Object position labeling entries
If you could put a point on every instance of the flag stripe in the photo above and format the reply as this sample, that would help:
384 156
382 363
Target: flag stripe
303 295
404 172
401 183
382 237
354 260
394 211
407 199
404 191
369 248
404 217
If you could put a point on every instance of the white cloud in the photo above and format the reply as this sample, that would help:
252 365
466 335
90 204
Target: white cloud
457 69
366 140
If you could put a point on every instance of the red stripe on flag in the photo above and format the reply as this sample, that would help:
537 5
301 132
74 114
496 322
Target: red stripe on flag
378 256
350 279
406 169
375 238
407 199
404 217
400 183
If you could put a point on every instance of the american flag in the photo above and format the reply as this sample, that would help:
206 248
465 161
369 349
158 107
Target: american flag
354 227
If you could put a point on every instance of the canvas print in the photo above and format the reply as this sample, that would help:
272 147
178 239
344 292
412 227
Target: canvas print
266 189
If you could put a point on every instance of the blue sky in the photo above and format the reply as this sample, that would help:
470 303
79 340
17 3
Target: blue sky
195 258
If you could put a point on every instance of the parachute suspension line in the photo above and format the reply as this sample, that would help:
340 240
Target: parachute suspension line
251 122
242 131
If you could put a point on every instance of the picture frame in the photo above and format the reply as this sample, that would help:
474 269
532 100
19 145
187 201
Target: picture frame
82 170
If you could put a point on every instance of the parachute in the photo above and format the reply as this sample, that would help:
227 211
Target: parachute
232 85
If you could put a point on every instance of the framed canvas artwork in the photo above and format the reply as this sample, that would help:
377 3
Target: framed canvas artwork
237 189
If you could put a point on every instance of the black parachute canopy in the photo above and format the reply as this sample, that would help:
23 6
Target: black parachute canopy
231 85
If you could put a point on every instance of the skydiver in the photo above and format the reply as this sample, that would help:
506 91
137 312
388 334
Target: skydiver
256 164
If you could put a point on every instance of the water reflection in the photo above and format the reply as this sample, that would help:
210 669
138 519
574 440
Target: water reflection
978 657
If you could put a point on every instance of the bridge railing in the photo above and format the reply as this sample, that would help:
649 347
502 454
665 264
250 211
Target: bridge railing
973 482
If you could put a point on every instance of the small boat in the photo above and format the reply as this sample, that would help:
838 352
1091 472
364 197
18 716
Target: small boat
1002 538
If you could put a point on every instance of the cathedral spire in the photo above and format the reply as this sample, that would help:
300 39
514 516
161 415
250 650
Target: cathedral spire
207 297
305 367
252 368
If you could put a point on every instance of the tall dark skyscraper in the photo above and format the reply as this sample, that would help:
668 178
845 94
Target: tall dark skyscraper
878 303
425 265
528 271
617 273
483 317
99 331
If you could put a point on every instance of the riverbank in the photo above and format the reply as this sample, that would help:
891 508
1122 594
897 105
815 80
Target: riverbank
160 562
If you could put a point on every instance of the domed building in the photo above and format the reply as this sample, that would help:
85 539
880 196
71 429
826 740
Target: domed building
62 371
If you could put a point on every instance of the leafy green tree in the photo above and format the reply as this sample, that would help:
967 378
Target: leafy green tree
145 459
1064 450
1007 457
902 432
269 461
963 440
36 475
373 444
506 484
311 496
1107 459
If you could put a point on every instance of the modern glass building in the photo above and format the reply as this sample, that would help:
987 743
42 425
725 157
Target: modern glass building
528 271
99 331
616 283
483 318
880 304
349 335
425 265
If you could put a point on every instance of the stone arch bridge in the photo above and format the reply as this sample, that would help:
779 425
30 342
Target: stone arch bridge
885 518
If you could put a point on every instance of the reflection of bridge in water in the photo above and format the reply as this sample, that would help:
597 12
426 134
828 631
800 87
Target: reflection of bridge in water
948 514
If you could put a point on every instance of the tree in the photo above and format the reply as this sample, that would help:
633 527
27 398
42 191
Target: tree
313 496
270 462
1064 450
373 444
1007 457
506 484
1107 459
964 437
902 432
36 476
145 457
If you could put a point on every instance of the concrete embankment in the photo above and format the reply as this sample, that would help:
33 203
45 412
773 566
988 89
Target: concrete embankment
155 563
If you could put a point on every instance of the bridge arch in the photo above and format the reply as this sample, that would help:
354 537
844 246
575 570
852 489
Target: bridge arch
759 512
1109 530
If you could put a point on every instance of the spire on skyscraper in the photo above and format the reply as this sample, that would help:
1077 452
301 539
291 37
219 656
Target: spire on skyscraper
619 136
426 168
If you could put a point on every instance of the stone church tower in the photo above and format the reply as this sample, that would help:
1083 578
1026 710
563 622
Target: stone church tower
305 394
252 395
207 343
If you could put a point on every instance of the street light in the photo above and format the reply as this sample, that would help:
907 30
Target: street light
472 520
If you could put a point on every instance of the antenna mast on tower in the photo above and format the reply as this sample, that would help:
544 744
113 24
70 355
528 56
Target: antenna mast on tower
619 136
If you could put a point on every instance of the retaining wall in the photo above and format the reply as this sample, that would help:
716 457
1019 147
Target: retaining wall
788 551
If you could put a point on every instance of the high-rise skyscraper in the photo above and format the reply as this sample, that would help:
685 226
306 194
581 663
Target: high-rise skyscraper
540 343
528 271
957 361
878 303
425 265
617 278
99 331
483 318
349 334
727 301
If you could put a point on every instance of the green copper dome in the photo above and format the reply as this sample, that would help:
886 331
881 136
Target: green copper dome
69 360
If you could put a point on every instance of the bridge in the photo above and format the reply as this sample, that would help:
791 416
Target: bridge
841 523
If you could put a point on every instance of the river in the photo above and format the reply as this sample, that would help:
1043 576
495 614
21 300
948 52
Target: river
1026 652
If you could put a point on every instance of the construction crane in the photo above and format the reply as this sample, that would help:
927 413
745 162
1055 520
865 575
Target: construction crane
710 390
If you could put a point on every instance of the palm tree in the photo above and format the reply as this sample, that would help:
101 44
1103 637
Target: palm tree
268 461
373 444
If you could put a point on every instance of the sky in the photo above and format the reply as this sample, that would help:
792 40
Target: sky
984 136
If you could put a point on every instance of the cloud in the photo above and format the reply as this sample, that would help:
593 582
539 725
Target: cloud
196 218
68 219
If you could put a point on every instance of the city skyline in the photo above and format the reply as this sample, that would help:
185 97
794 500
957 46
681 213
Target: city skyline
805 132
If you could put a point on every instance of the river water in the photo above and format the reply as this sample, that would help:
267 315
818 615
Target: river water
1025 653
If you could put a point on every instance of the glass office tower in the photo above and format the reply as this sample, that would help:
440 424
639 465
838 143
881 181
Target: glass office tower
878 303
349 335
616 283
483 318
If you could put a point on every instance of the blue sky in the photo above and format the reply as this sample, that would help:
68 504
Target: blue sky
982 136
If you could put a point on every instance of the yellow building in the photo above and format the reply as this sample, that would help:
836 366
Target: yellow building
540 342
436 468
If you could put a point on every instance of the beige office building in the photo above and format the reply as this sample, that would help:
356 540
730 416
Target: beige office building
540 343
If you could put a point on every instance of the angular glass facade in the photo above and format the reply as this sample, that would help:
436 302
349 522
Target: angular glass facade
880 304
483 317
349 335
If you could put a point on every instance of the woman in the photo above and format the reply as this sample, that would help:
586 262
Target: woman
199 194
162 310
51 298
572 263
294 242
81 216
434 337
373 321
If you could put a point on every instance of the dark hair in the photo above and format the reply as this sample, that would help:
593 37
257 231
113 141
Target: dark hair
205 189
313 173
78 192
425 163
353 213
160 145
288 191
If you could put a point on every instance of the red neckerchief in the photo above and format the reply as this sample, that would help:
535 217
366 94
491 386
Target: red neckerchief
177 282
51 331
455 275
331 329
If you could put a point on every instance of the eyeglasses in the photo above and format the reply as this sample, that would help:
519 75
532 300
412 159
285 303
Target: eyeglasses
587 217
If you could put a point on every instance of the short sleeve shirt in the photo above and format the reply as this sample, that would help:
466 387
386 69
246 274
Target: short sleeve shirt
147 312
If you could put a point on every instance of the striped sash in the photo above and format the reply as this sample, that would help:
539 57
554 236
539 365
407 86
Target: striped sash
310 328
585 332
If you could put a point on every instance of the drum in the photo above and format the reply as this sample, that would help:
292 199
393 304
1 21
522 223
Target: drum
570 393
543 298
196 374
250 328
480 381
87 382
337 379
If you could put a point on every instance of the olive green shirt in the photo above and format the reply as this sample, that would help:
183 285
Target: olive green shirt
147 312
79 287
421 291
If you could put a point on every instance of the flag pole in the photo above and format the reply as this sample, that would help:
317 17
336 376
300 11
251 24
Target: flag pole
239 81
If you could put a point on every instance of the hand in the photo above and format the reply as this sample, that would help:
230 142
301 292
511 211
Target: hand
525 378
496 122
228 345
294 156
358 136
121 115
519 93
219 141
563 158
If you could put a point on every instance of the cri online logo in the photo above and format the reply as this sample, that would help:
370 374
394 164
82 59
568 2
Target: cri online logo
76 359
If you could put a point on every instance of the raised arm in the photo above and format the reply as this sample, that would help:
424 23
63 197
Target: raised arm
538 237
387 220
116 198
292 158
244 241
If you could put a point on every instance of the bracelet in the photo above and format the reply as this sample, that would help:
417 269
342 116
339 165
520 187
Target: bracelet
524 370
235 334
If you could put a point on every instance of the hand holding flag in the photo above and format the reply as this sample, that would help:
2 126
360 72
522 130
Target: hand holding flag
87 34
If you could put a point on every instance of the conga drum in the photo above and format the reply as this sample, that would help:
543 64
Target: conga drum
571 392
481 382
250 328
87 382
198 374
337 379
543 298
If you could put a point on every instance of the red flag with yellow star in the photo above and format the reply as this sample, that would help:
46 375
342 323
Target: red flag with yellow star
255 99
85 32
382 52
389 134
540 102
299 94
==
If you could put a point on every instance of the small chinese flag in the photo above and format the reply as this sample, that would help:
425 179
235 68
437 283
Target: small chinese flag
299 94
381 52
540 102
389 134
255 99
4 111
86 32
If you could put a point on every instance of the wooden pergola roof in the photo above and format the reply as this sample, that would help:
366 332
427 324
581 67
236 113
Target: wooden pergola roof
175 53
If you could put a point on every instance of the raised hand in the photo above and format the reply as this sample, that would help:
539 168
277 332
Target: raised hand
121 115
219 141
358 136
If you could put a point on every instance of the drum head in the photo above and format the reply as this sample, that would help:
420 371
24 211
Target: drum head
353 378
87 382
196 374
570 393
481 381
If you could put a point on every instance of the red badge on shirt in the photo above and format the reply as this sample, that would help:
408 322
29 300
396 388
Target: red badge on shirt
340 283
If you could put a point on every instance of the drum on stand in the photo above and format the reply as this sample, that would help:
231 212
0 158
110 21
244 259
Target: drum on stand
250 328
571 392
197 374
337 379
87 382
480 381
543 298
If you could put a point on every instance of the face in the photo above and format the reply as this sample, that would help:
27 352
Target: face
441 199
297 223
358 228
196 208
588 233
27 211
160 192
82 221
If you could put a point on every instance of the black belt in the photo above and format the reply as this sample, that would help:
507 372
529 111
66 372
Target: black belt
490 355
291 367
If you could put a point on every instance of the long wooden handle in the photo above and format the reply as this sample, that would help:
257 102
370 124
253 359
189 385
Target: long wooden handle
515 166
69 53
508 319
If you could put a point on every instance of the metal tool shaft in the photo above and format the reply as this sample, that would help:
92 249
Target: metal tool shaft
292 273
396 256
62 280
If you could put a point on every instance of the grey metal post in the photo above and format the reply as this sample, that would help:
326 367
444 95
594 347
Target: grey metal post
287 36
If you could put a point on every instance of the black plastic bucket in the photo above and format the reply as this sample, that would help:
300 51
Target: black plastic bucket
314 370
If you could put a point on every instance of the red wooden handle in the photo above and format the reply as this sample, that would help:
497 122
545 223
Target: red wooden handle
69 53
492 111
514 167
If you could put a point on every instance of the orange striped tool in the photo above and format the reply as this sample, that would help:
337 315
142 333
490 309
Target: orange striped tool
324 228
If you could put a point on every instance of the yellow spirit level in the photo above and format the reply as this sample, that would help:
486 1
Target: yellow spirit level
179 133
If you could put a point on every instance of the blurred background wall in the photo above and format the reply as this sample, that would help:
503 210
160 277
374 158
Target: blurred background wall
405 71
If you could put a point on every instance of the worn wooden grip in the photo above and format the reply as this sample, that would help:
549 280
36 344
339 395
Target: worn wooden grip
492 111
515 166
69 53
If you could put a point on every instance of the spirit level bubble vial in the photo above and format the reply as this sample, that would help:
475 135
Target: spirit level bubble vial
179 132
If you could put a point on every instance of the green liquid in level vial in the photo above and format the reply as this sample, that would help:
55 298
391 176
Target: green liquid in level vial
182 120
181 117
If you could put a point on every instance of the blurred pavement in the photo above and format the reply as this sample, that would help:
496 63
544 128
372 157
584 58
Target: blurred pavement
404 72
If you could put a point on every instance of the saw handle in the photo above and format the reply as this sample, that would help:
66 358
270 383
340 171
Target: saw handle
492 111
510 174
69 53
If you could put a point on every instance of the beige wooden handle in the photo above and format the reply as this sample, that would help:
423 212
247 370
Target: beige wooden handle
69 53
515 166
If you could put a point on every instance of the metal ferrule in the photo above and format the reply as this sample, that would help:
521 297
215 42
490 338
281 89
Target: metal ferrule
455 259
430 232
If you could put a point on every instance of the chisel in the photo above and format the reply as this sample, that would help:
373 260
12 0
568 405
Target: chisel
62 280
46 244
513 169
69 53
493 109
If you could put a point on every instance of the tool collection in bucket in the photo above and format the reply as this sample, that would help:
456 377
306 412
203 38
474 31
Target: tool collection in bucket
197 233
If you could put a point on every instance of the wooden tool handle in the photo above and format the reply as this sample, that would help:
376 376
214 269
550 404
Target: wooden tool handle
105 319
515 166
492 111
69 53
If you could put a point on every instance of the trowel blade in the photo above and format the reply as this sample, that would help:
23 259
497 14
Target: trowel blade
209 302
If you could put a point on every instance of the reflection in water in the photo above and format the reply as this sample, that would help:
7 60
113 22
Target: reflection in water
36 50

# Exercise objective:
Which lines in the records above contain the string "church" with the same case? Pick out each of those lines and copy it in full.

# Complete output:
If you could put a point on every instance of the stone church tower in the photo above and format the reply as this sample, that would help:
Target: stone church tower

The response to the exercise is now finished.